Task brief = Render the records below as a JSON list of strings with one string per line, omitting any blank lines.

[Records]

>>>>>

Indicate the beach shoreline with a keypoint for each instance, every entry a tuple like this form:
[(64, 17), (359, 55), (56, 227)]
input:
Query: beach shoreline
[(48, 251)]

<<<<<

Written solution =
[
  "Indicate the beach shoreline with a keypoint for each instance, every entry a tuple like this form:",
  "[(64, 17), (359, 55), (56, 227)]",
  "input:",
  "Query: beach shoreline",
  "[(48, 251)]"
]